_Assignment_
The reply should contain all of the data below, word for word.

Segment Start: Working data

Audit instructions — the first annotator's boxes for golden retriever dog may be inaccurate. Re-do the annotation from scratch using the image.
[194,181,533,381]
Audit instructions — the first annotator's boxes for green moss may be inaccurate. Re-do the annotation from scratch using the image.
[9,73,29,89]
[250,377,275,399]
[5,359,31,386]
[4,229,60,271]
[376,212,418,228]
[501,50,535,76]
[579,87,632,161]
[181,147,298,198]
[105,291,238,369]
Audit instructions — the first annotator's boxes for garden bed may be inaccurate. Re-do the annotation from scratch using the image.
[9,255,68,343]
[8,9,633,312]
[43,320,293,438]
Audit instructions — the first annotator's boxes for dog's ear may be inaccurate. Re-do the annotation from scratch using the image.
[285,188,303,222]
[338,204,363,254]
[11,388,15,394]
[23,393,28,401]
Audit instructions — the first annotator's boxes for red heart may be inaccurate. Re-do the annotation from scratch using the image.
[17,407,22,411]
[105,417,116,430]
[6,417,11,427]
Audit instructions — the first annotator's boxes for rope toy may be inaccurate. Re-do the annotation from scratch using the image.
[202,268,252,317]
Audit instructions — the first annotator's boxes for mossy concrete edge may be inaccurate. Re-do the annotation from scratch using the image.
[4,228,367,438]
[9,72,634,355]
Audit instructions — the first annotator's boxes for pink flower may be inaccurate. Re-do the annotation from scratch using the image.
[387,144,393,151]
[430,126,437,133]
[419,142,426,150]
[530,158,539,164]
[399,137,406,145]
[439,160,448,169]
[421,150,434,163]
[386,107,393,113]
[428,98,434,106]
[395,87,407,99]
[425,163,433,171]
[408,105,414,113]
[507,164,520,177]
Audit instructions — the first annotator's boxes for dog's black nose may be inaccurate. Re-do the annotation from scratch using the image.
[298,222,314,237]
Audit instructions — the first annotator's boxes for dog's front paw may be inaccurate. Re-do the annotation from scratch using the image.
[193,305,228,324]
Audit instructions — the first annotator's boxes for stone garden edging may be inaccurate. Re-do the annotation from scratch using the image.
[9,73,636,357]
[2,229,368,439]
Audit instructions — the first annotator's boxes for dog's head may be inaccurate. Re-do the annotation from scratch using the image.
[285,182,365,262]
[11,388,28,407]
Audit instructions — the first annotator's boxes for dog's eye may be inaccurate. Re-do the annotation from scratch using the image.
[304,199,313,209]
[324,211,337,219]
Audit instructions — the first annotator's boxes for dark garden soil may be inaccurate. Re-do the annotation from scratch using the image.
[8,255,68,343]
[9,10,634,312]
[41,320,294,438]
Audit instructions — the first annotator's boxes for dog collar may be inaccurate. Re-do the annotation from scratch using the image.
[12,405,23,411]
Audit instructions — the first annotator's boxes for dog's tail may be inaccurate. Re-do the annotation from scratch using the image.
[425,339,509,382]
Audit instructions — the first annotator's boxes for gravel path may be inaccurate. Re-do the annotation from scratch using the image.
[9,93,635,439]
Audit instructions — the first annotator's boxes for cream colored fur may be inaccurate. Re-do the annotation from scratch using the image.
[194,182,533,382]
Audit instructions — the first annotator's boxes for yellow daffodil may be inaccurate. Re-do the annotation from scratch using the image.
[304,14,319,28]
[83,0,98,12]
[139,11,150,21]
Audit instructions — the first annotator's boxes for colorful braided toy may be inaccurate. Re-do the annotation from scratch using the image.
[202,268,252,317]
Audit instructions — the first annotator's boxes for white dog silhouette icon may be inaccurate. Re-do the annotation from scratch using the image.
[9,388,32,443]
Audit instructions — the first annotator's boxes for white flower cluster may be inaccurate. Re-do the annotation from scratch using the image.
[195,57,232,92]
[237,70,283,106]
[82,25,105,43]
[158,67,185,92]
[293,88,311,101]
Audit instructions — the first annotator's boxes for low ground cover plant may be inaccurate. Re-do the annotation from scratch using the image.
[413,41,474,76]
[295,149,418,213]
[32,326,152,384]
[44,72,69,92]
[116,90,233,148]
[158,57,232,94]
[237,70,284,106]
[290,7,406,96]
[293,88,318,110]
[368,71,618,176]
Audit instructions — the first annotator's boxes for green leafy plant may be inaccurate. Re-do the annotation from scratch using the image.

Segment End: Working data

_Solution to this task_
Audit instructions — the first annotator's boxes for golden retriever dog may be inaccurate. Re-do the annotation from scratch using the image.
[194,181,533,381]
Audit instructions — the first annotator's boxes for green moss may be inaccurate. Re-do the annotation from scratch using the image.
[9,73,29,89]
[250,377,275,399]
[5,359,31,386]
[4,229,60,271]
[376,212,418,228]
[501,50,535,76]
[579,87,632,161]
[181,147,298,198]
[105,291,238,369]
Audit instructions — the first annotator's boxes for garden bed may be inaccurate. Re-do the annotation from scratch using the image.
[9,255,68,343]
[8,9,633,312]
[43,320,293,438]
Audit instructions — the first annotator's boxes for dog's ear may be inaccurate. Re-do the annotation from scratch using the image.
[285,188,303,222]
[338,204,363,254]
[11,388,15,394]
[23,393,28,401]
Audit instructions — the first annotator's boxes for red heart may be inaccurate. Re-do the annotation from scratch using the image.
[17,407,22,411]
[105,417,116,430]
[6,417,11,427]
Audit instructions — the first annotator's boxes for rope toy may be inaccurate. Re-do the annotation from scratch using the image.
[202,268,252,317]
Audit instructions — the first annotator's boxes for mossy concrete edge may be inaccurate. Re-do the annotation from scratch using the image.
[4,228,367,438]
[9,72,634,355]
Audit instructions — the first annotator's boxes for pink flower may be inaccurate. Re-do the annotation from scratch using the image.
[387,144,393,151]
[430,126,437,133]
[419,142,426,150]
[530,158,539,164]
[399,137,406,145]
[439,160,448,169]
[421,150,434,163]
[386,107,393,113]
[428,98,434,106]
[395,87,407,99]
[425,163,433,171]
[408,105,414,113]
[507,164,520,177]
Audit instructions — the first annotator's boxes for dog's black nose may be inaccurate. Re-do the annotation from scratch using the image.
[298,222,314,237]
Audit instructions — the first annotator's boxes for dog's front paw may be inaccurate. Re-do the annotation from scratch using the image.
[193,305,228,324]
Audit instructions — the first annotator's boxes for stone garden edging may be inaccurate. Re-do the annotation from scratch using the image.
[9,73,636,357]
[2,229,368,439]
Audit instructions — the first annotator's boxes for dog's head may be inaccurate. Re-do the annotation from scratch using the image.
[285,182,365,262]
[11,388,28,407]
Audit instructions — the first annotator's boxes for dog's eye may be inaccurate. Re-do the annotation from scratch using the image.
[304,199,313,209]
[324,211,337,219]
Audit instructions — the first annotator's boxes for dark garden soil may be inaccurate. Re-do the annotation from scratch using the image.
[8,255,68,343]
[9,10,634,312]
[41,320,294,438]
Audit instructions — the first annotator's boxes for dog collar may be inaccurate. Re-do the annotation from scratch using the image.
[12,405,23,411]
Audit instructions — the first annotator's boxes for dog's tail may be inaccurate. Re-do the annotation from scratch using the image.
[425,339,509,382]
Audit instructions — the first annotator's boxes for gravel path may be inaccurate. Re-do the annotation from scratch using the image.
[9,93,635,439]
Audit instructions — the first annotator's boxes for cream colored fur may be inaccurate. Re-do the annotation from scratch using the image.
[194,182,533,382]
Audit instructions — the first annotator's boxes for yellow daffodil may be inaccurate. Re-do the annotation from scratch using the image.
[304,14,319,28]
[83,0,98,12]
[139,11,150,21]
Audit instructions — the first annotator's boxes for colorful braided toy may be inaccurate. Re-do the annotation from scratch using the image.
[202,268,252,317]
Audit instructions — the first annotator's boxes for white dog silhouette icon may be inaccurate. Re-do the annotation from scratch using the image.
[9,388,32,443]
Audit instructions — the first annotator's boxes for white flower cluster may be inaccurate. Re-do the annotation from scratch using the image.
[195,57,232,92]
[237,70,283,106]
[82,25,105,43]
[158,67,185,92]
[293,88,311,101]
Audit instructions — the first annotator's boxes for low ground cover plant may be inaccurate. Re-do the annotation from scratch using the image.
[413,41,474,76]
[295,149,418,213]
[32,326,152,384]
[44,72,69,92]
[116,90,233,148]
[158,57,232,94]
[237,70,284,106]
[290,7,406,96]
[293,88,318,110]
[368,71,618,176]
Audit instructions — the first annotator's boxes for green leafy plant may be inaccurate. Re-do the annotation from scratch using the image.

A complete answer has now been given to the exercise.